Physical evidence collected at a crime scene can offer investigators invaluable clues. Evidence technology helps ensure that each type is documented and analyzed properly. Everything from cameras to fingerprint equipment may be used by investigators and technicians to find tiny bits of material at the scene. In the lab, chemistry, biological analysis, and specialized materials testing allows the forensic scientist to reveal evidence characteristics.
Hairs, fibers, plants caught in the underside of a car, and tire marks or footprints in soil are things investigators look for. If investigators are trained in performing a thorough and methodical crime scene search, they can often make a solid case. Using evidence technology helps preserve evidence, but it is no substitute for trained observation.
A digital camera is vital evidence technology that records the undisturbed scene. Tool marks in burglary cases, broken objects or entry points, and body positioning may be documented. Video cameras offer a real-time walkthrough, and investigators can make audio observations while shooting. Timestamps on videos or pictures show when they were taken.
Blood, bodily fluids, and other liquids require evidence technology that will not destroy them. Investigators and technicians typically use paper evidence bags to contain stained clothing or fabric. Paper bags are also used on the hands of a deceased individual when there is the possibility of trace evidence. Plastic containers cause condensation that can compromise or destroy many types of evidence.
An alternative light source is a useful piece of evidence technology that lets investigators see latent fingerprints and biological material invisible to the naked eye. Often used with chemical reagents such as luminol, it enhances the spectrum of ultraviolet light and causes evidence to fluoresce. Samples and pictures can then show where a bloodstain might have been. Luminol destroys trace evidence and is only used when other techniques have been exhausted.
Fingerprint evidence technology is also widely used. Prints are lifted from a surface using brushes, powders, and clear tape. Images are then fed into specialized computers that perform comparisons to known samples in the print database. The computer can often score a hit in a matter of hours. Digital transmission of photographed or scanned prints allows timely sharing of results.
Forensic laboratories use scientific evidence technology, such as mass spectrometers and gas chromatographs, to test samples. A piece of charred material from a suspected arson can be enclosed in a paint can and the air inside the can can be tested for accelerants released from the material. DNA analysis compares biological evidence to see if a biological sample might match a suspect. Materials, including duct tape, bullets, and paints are tested in the laboratory for matching characteristics to crime scenes.

Data shown:

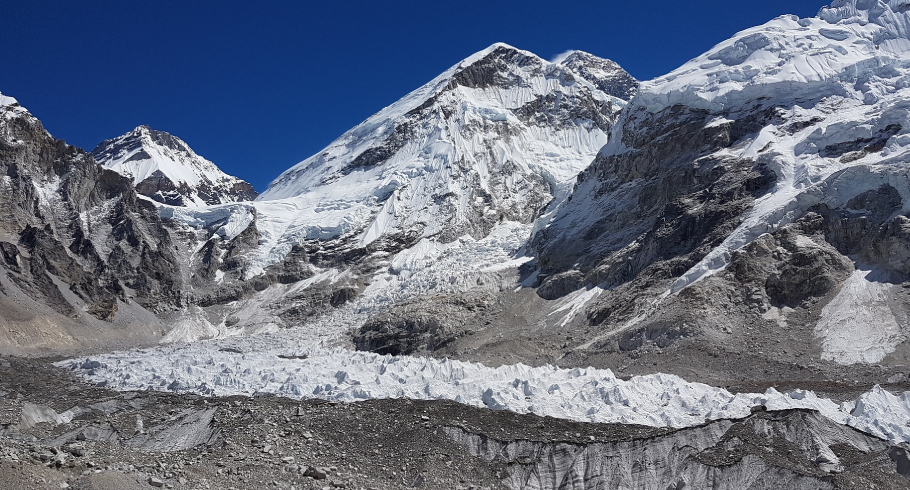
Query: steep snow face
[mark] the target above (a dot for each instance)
(606, 75)
(851, 42)
(858, 325)
(821, 102)
(840, 81)
(492, 139)
(166, 169)
(7, 101)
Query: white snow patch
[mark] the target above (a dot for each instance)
(857, 326)
(590, 395)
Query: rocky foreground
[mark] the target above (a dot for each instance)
(57, 432)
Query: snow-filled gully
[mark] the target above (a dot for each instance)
(588, 395)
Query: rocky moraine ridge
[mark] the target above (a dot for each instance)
(743, 221)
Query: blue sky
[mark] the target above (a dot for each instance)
(258, 86)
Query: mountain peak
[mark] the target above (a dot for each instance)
(164, 168)
(605, 74)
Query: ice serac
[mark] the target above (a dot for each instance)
(773, 165)
(164, 168)
(491, 139)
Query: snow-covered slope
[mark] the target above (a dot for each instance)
(494, 138)
(775, 165)
(166, 169)
(588, 395)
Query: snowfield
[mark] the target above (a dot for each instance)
(851, 63)
(588, 395)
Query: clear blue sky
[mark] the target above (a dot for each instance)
(258, 86)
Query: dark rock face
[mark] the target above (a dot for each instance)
(426, 325)
(659, 207)
(73, 227)
(788, 449)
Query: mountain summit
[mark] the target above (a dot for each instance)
(164, 168)
(494, 138)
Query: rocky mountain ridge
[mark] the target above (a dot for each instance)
(164, 168)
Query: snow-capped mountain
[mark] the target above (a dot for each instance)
(492, 139)
(164, 168)
(453, 178)
(605, 74)
(754, 202)
(85, 261)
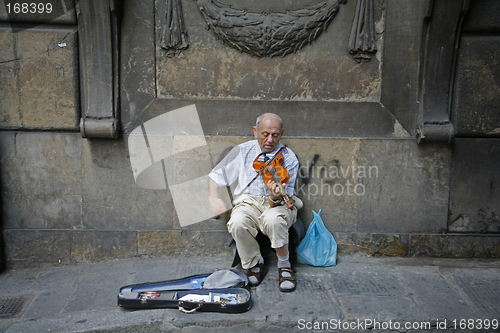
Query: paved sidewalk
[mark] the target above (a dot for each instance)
(361, 293)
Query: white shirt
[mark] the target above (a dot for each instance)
(238, 165)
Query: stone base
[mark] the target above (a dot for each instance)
(35, 248)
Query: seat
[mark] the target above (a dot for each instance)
(296, 233)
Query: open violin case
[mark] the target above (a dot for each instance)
(222, 291)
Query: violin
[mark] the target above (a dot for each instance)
(273, 169)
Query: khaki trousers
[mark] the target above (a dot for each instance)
(251, 214)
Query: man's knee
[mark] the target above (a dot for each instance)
(240, 226)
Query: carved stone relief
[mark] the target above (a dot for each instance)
(362, 38)
(268, 35)
(174, 34)
(273, 34)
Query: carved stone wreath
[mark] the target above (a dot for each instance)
(268, 35)
(273, 34)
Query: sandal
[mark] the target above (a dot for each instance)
(259, 275)
(290, 278)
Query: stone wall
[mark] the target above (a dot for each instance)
(66, 199)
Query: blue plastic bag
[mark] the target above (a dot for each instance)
(318, 248)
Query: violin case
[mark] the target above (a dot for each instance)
(222, 291)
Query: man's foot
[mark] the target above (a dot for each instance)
(287, 279)
(256, 274)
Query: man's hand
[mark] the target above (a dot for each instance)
(217, 205)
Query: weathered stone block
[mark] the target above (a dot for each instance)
(25, 248)
(476, 95)
(111, 198)
(39, 79)
(159, 243)
(410, 192)
(41, 180)
(100, 245)
(455, 246)
(474, 199)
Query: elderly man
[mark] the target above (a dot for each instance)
(259, 206)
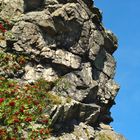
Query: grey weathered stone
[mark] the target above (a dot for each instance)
(65, 40)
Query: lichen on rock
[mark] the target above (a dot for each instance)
(65, 41)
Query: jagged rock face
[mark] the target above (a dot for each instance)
(65, 39)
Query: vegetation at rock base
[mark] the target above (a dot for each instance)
(21, 107)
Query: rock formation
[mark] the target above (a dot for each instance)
(65, 40)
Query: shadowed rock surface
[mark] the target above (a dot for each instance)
(66, 41)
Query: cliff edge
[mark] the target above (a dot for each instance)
(63, 45)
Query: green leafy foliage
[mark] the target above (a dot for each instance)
(22, 107)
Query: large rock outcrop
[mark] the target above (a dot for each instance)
(65, 40)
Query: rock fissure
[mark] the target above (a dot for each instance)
(63, 42)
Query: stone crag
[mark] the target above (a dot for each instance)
(65, 39)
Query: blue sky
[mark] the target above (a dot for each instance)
(123, 18)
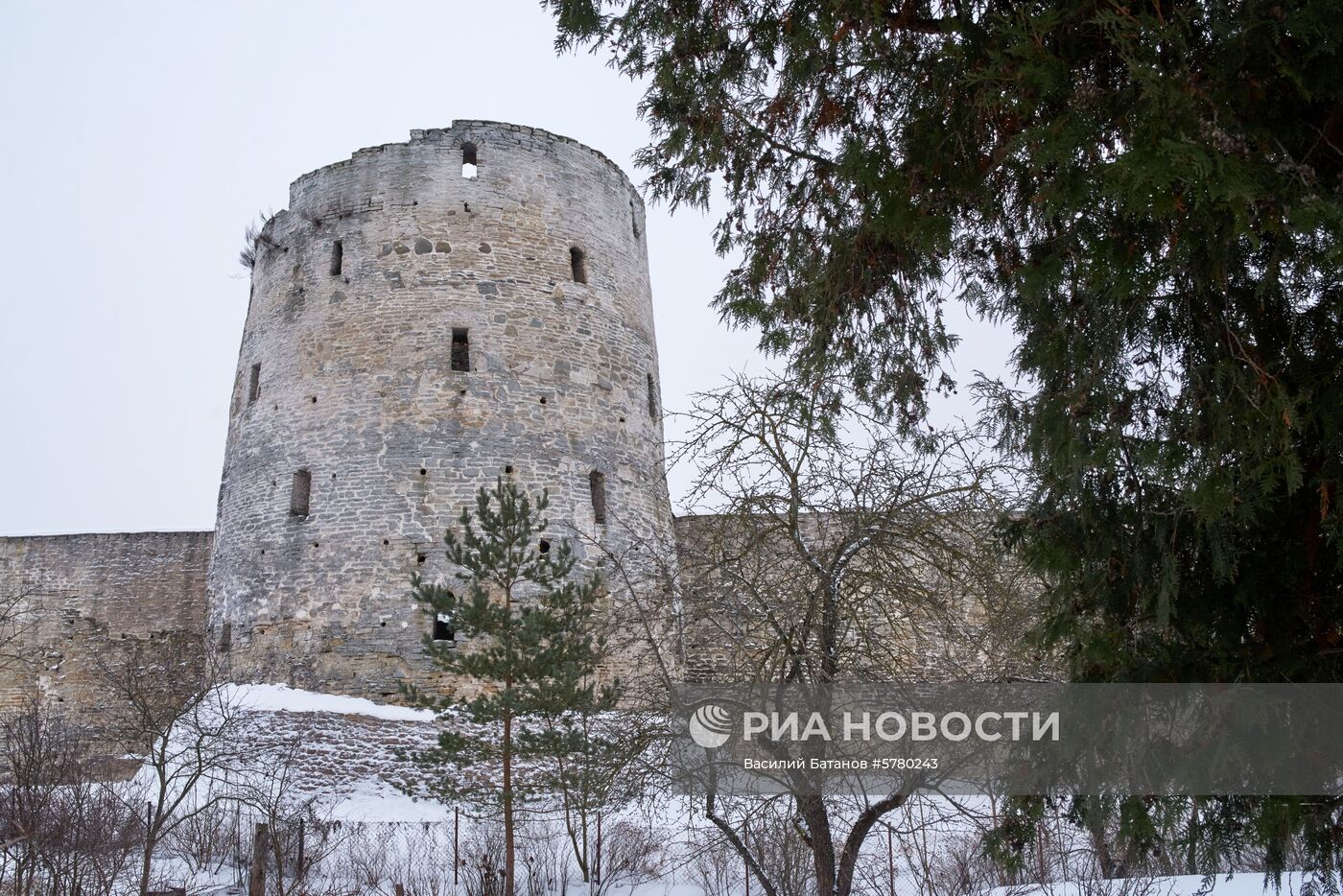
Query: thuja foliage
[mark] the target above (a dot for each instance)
(1147, 195)
(527, 643)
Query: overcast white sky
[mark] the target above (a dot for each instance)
(141, 137)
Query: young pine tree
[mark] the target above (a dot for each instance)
(530, 643)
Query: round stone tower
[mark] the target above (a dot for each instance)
(425, 318)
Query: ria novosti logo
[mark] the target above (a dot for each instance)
(711, 725)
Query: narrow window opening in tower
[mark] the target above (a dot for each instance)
(443, 627)
(597, 485)
(577, 262)
(299, 493)
(460, 349)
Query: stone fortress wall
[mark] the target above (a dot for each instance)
(418, 329)
(83, 596)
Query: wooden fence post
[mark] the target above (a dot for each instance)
(257, 885)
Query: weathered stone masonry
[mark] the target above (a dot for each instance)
(80, 594)
(415, 333)
(416, 328)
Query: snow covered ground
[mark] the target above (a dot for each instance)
(346, 755)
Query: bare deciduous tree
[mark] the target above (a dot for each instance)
(62, 828)
(830, 550)
(165, 704)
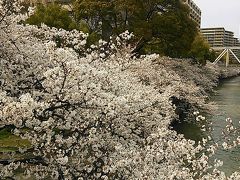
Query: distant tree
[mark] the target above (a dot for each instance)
(159, 26)
(200, 50)
(53, 15)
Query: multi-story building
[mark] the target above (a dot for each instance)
(47, 1)
(219, 37)
(195, 11)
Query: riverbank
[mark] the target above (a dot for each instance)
(203, 79)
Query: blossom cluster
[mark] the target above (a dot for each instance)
(91, 114)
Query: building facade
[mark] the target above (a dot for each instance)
(195, 11)
(219, 37)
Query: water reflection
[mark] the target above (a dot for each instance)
(227, 98)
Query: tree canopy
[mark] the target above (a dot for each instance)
(53, 15)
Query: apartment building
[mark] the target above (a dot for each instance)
(195, 11)
(47, 1)
(219, 37)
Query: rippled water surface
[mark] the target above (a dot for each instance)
(227, 98)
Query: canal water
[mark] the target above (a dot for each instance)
(227, 98)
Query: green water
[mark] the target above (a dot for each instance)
(227, 98)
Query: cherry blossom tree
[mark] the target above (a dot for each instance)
(96, 113)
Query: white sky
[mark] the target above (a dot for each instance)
(221, 13)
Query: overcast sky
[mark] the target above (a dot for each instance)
(221, 13)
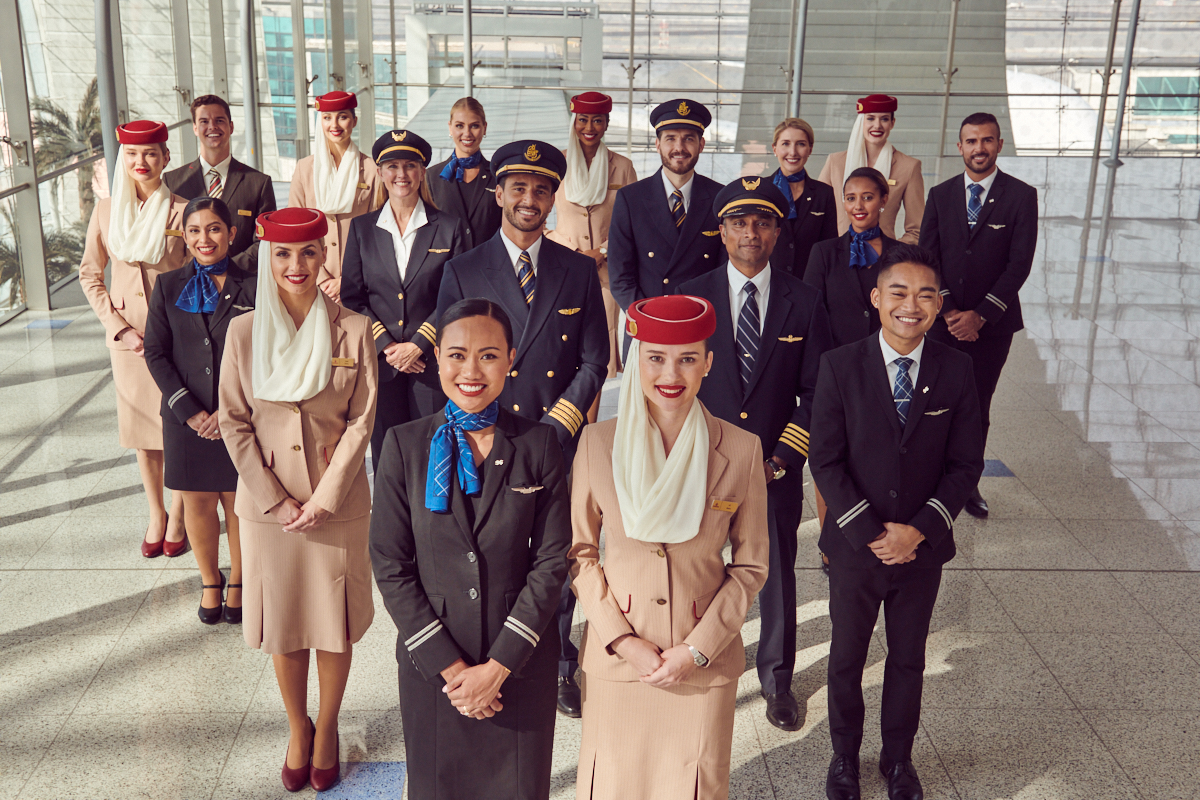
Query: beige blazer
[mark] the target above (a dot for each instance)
(300, 196)
(670, 594)
(127, 302)
(587, 227)
(310, 450)
(905, 185)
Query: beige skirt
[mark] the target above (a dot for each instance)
(625, 756)
(138, 402)
(306, 591)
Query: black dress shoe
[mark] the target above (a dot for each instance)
(570, 703)
(976, 505)
(783, 711)
(841, 782)
(903, 781)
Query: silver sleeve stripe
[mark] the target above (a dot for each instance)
(942, 510)
(520, 632)
(846, 518)
(412, 642)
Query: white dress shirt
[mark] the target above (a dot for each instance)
(738, 294)
(685, 188)
(402, 242)
(515, 253)
(889, 358)
(985, 184)
(222, 170)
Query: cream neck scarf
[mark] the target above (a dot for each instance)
(289, 365)
(334, 188)
(661, 497)
(585, 185)
(137, 232)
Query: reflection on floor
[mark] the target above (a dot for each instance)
(1065, 660)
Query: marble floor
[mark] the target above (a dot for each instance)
(1065, 655)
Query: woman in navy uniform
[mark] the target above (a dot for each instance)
(190, 313)
(391, 274)
(468, 541)
(811, 209)
(465, 184)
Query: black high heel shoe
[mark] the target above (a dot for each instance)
(213, 615)
(233, 615)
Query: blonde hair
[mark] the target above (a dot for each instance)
(796, 124)
(469, 104)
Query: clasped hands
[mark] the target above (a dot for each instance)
(658, 668)
(964, 325)
(898, 543)
(405, 356)
(475, 691)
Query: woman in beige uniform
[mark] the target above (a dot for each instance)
(869, 148)
(583, 204)
(297, 408)
(139, 229)
(663, 651)
(336, 179)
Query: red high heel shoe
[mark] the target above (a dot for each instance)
(298, 779)
(325, 780)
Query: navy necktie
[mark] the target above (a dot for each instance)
(973, 205)
(903, 390)
(748, 335)
(526, 276)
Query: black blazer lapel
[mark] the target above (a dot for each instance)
(927, 376)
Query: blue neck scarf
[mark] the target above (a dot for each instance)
(783, 182)
(456, 167)
(201, 294)
(449, 450)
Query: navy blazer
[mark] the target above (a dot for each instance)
(483, 589)
(474, 203)
(184, 353)
(648, 257)
(816, 220)
(371, 282)
(845, 290)
(562, 340)
(870, 471)
(246, 191)
(778, 403)
(983, 269)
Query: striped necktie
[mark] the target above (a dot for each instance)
(903, 390)
(526, 276)
(214, 182)
(748, 335)
(973, 205)
(677, 208)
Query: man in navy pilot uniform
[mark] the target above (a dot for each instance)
(664, 230)
(552, 298)
(983, 228)
(897, 449)
(772, 330)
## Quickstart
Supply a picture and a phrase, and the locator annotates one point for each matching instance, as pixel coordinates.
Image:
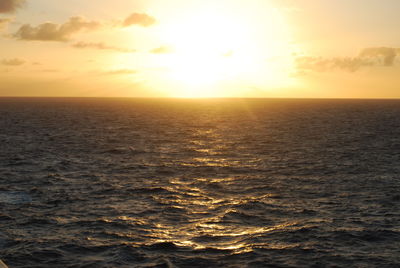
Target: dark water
(199, 183)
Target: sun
(214, 44)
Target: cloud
(140, 19)
(4, 23)
(56, 32)
(375, 56)
(101, 46)
(162, 50)
(388, 54)
(12, 62)
(120, 72)
(10, 6)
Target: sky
(200, 48)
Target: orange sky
(200, 48)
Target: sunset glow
(254, 48)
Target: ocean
(90, 182)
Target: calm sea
(199, 183)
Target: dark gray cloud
(12, 62)
(49, 31)
(374, 56)
(162, 50)
(140, 19)
(101, 46)
(10, 6)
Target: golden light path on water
(207, 208)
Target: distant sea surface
(199, 183)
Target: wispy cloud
(12, 62)
(49, 31)
(10, 6)
(374, 56)
(387, 54)
(101, 46)
(119, 72)
(140, 19)
(162, 50)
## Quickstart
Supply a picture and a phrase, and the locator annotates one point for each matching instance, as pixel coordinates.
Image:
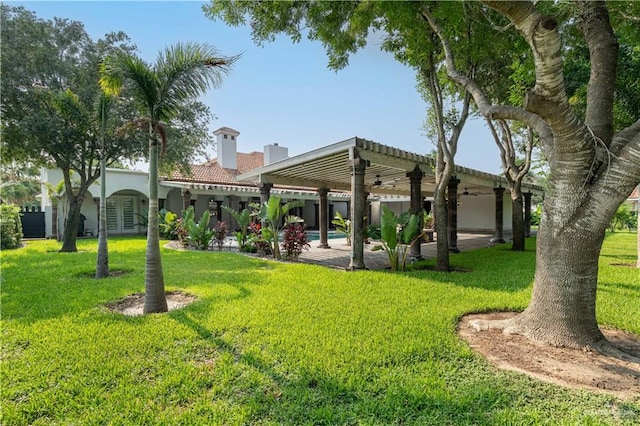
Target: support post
(452, 213)
(358, 166)
(186, 199)
(323, 214)
(498, 237)
(527, 214)
(415, 179)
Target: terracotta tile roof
(226, 130)
(211, 172)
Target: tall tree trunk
(442, 240)
(517, 217)
(102, 262)
(69, 237)
(154, 297)
(562, 308)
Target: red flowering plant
(294, 240)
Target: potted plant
(397, 234)
(428, 225)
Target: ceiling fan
(380, 183)
(466, 192)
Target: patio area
(339, 255)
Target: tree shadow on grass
(291, 392)
(495, 268)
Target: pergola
(364, 167)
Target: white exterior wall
(134, 183)
(477, 213)
(274, 153)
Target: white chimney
(273, 153)
(226, 141)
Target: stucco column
(498, 237)
(527, 213)
(323, 217)
(452, 213)
(265, 191)
(415, 179)
(358, 201)
(186, 198)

What this exercise asks:
1. Reproduce, word for word, the part of the passage on crime scene evidence technology between "Physical evidence collected" and "for trained observation.", inclusive.
2. According to the passage on crime scene evidence technology, why do investigators put stained clothing or fabric in paper evidence bags instead of plastic containers?

Task solutions:
1.
Physical evidence collected at a crime scene can offer investigators invaluable clues. Evidence technology helps ensure that each type is documented and analyzed properly. Everything from cameras to fingerprint equipment may be used by investigators and technicians to find tiny bits of material at the scene. In the lab, chemistry, biological analysis, and specialized materials testing allows the forensic scientist to reveal evidence characteristics.
Hairs, fibers, plants caught in the underside of a car, and tire marks or footprints in soil are things investigators look for. If investigators are trained in performing a thorough and methodical crime scene search, they can often make a solid case. Using evidence technology helps preserve evidence, but it is no substitute for trained observation.

2. Blood, bodily fluids, and other liquids need evidence technology that will not destroy them. Plastic containers cause condensation, which can compromise or destroy many types of evidence.